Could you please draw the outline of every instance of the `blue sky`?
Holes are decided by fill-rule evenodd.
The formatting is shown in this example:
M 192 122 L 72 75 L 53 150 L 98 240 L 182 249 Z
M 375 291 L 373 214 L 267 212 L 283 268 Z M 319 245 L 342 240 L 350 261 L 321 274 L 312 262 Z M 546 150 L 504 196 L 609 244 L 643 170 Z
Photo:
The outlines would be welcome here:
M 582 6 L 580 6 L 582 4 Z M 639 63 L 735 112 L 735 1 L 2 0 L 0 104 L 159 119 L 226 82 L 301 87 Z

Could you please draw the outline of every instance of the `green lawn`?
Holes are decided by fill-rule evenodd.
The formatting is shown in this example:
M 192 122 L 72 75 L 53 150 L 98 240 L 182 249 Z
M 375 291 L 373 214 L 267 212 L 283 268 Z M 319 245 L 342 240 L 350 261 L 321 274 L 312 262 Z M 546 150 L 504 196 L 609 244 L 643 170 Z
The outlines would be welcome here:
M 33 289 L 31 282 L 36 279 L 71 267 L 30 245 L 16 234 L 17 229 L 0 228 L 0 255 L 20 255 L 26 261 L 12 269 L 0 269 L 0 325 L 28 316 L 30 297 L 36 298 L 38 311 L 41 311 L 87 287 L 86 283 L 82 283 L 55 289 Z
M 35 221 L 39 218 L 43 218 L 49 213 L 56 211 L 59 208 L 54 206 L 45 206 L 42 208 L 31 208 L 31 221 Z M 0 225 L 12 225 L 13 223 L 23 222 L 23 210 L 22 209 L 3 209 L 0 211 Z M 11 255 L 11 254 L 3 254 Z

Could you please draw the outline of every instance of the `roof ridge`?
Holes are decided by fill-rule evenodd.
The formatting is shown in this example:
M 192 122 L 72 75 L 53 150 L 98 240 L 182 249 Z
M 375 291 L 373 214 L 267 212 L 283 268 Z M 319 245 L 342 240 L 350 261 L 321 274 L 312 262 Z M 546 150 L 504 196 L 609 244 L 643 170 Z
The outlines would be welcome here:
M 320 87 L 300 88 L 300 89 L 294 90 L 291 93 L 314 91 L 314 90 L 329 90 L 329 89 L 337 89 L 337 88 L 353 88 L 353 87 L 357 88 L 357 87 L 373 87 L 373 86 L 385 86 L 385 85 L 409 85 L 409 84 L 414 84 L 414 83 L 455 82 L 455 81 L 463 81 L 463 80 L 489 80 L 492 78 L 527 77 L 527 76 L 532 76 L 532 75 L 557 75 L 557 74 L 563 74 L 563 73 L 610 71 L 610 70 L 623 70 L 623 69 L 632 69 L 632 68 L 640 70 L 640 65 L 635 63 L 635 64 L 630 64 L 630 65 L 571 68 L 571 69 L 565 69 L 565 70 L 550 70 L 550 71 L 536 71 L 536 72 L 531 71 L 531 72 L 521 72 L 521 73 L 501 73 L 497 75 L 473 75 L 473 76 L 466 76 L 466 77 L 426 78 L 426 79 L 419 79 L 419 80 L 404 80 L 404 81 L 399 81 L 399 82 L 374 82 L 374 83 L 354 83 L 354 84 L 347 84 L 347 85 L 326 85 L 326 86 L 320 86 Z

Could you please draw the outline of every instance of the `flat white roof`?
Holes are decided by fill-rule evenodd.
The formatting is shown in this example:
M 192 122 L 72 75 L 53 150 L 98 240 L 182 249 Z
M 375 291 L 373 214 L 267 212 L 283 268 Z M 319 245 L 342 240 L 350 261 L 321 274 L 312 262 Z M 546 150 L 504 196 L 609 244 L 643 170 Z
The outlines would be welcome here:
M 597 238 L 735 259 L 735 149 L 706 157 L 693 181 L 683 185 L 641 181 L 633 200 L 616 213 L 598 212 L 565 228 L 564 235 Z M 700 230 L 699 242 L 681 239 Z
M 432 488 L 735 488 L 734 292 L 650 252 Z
━━━━━━
(ASSIGNMENT) Retype all of the lines shown above, keeping each one exact.

(RESULT OF THE TASK)
Could you please draw the outline of every instance of the `blue sky`?
Holes are decided by fill-rule evenodd.
The formatting is shown in this example:
M 192 122 L 72 75 L 53 150 L 98 240 L 182 249 Z
M 375 291 L 373 214 L 267 212 L 283 268 Z M 319 245 L 342 240 L 350 261 L 321 274 L 312 262 Z M 546 150 L 504 196 L 609 244 L 643 170 Z
Photo:
The outlines would be welcome here:
M 582 6 L 580 6 L 582 4 Z M 639 63 L 735 112 L 735 1 L 2 0 L 0 104 L 159 119 L 226 82 L 301 87 Z

Could you please draw the outline of every instance of the `green lawn`?
Holes are decided by fill-rule evenodd.
The formatting is shown in this example:
M 192 122 L 72 75 L 53 150 L 98 240 L 182 249 Z
M 375 291 L 373 214 L 267 212 L 283 268 Z M 319 245 L 342 240 L 350 261 L 321 274 L 312 262 Z M 546 150 L 504 196 L 609 244 L 643 170 Z
The outlines would be welcome here:
M 33 289 L 31 282 L 36 279 L 71 267 L 30 245 L 16 234 L 17 229 L 0 228 L 0 255 L 20 255 L 26 261 L 12 269 L 0 269 L 0 325 L 28 316 L 30 297 L 36 298 L 38 311 L 41 311 L 87 287 L 86 283 L 82 283 L 55 289 Z
M 35 221 L 39 218 L 43 218 L 49 213 L 56 211 L 59 208 L 54 206 L 45 206 L 42 208 L 31 208 L 31 221 Z M 0 225 L 12 225 L 13 223 L 23 222 L 23 210 L 22 209 L 3 209 L 0 211 Z M 11 255 L 11 254 L 3 254 Z

Could you please draw the outline of every instance of the `roof ridge`?
Holes are decided by fill-rule evenodd.
The formatting is shown in this example:
M 192 122 L 72 75 L 53 150 L 98 240 L 182 249 Z
M 375 291 L 373 214 L 267 212 L 283 268 Z M 319 245 L 342 240 L 350 261 L 321 274 L 312 262 Z M 546 150 L 504 196 L 609 244 L 643 170 Z
The outlines would be welcome here:
M 320 87 L 300 88 L 300 89 L 294 90 L 291 93 L 314 91 L 314 90 L 329 90 L 329 89 L 337 89 L 337 88 L 353 88 L 353 87 L 357 88 L 357 87 L 373 87 L 373 86 L 385 86 L 385 85 L 409 85 L 409 84 L 414 84 L 414 83 L 455 82 L 455 81 L 463 81 L 463 80 L 489 80 L 492 78 L 527 77 L 527 76 L 532 76 L 532 75 L 557 75 L 557 74 L 563 74 L 563 73 L 610 71 L 610 70 L 623 70 L 623 69 L 632 69 L 632 68 L 640 70 L 640 65 L 635 63 L 635 64 L 630 64 L 630 65 L 571 68 L 571 69 L 565 69 L 565 70 L 550 70 L 550 71 L 536 71 L 536 72 L 531 71 L 531 72 L 521 72 L 521 73 L 501 73 L 497 75 L 473 75 L 473 76 L 466 76 L 466 77 L 426 78 L 426 79 L 419 79 L 419 80 L 404 80 L 404 81 L 399 81 L 399 82 L 374 82 L 374 83 L 354 83 L 354 84 L 347 84 L 347 85 L 326 85 L 326 86 L 320 86 Z

Could you please draw the outline of every instance of the `flat white roof`?
Holes are decided by fill-rule evenodd.
The formatting is shown in this example:
M 192 122 L 72 75 L 53 150 L 98 240 L 182 249 Z
M 375 291 L 373 214 L 267 212 L 283 268 Z M 319 245 L 342 240 L 350 261 L 321 274 L 312 262 Z M 546 150 L 504 196 L 609 244 L 643 170 Z
The outlines would be welcome here:
M 597 238 L 735 259 L 735 149 L 706 157 L 693 181 L 683 185 L 641 181 L 633 200 L 616 213 L 598 212 L 565 228 L 564 235 Z M 700 230 L 699 242 L 681 239 Z
M 432 488 L 735 488 L 734 292 L 650 252 Z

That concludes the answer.